0.31 Uhr. Es hat eindeutig angefangen. Eine graue, rundliche Beule ist am Mondrand erkennbar. Die Finsternis verläuft recht gemütlich Im 10x50 Fernglas kann ich bei längerer Beobachtung den Fortschritt erkennen. Noch bleibt die Landschaft rings in grelles Licht getaucht. Aber der Belichtungsmesser der Kamera (Spotmessung auf Mondscheibe) sagt etwas anderes. Etwas abseits von unserem Platz starte ich die sog. Star-Trail-Aufnahme. Sie soll die ganze Finsternis auf einem Weitwinkel-Foto als Linie zeigen.

Um 1.50 Uhr, rund 15 Minuten vor der Totalität, erkenne ich deutlich die rostbraune Färbung der bereits verfinsterten Mondkugel. Die Belichtungszeiten liegen nun schon über 2 Sekunden. Es ist nicht mehr weit bis zum Mars-Polkappeneffekt. Als stünde der rote Planet an Stelle des Mondes, so scheint dann die perfekte Himmelssimulation. Gerade bin ich an der Digitalkamera beschäftigt, als ich mit Schrecken nach Süden blicke: Da rollt, schneller als ich schauen kann, eine Wolkenwand mit High-Speed heran. Was nun? Die Wolken bedecken den fast bedeckten Mond, er schaut nur noch aus Lücken heraus. So ein Mist.

» VORLIEGENDE ZEILEN
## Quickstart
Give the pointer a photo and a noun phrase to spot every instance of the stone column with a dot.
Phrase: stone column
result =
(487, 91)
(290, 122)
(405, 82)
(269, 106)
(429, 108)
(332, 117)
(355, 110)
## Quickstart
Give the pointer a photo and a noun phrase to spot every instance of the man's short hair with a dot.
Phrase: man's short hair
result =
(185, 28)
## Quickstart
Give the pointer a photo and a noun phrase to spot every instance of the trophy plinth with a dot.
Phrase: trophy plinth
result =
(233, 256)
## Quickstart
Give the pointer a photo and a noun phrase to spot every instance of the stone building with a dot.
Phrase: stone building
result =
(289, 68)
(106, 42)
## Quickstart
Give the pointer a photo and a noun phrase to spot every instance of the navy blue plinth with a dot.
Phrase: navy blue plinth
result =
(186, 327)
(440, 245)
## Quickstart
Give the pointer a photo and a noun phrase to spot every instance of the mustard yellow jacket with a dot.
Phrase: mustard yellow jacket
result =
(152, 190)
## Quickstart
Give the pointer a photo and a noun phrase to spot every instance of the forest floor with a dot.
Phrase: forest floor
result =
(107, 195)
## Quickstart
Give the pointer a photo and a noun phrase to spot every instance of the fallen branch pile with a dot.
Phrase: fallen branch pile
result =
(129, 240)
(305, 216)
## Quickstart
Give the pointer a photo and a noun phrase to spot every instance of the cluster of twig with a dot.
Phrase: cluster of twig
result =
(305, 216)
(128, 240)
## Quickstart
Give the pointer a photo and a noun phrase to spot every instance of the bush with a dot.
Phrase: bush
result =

» AUFGABENSTELLUNG
Führen Sie den Beobachtungsbericht zur Mondfinsternis im Anschluss an seinen letzten Satz weiter. Die Zeilen werden hierfür nicht benötigt.

» SCHRIFTLICHE ANTWORT
 

Diese Bilder sind mit der Olympus C3020 + Telekonverter 1,4 aufgenommen. Zusätzlich ist das digitale Zoom eingesetzt, was für Aufnahmen dieser Art nicht erheblich nachteilig ist.

Das bleibt leider so, doch gottseidank ergeben sich immer wieder großzügige Lücken, die für Langzeitbelichtungen mit der Russentonne reichen. Zu allem Überfluss muss ich kurz vor der Totalität das Teleskop "umschlagen", denn es hat ein Stativbein erreicht. Das ist schnell erledigt, und dann präsentiert sich mir zu Totalitätsbeginn im Sucher der Kamera ein einfach traumhafter Anblick: In der 7-Uhr-Position des Mondes zeigt sich ein hauchfeiner Rest Sonnenlicht. Die Mondoberfläche sieht grau-rot aus. Mit bloßen Auge ist das Schauspiel noch beeindruckender. Denn wie erwartet, ergibt sich eine relativ helle Finsternis. Sehr hell sogar. Und wunderschön. Orangerot überzieht den Mond. Der linke, untere Rand scheint eine gelbweiße Sichel darzustellen.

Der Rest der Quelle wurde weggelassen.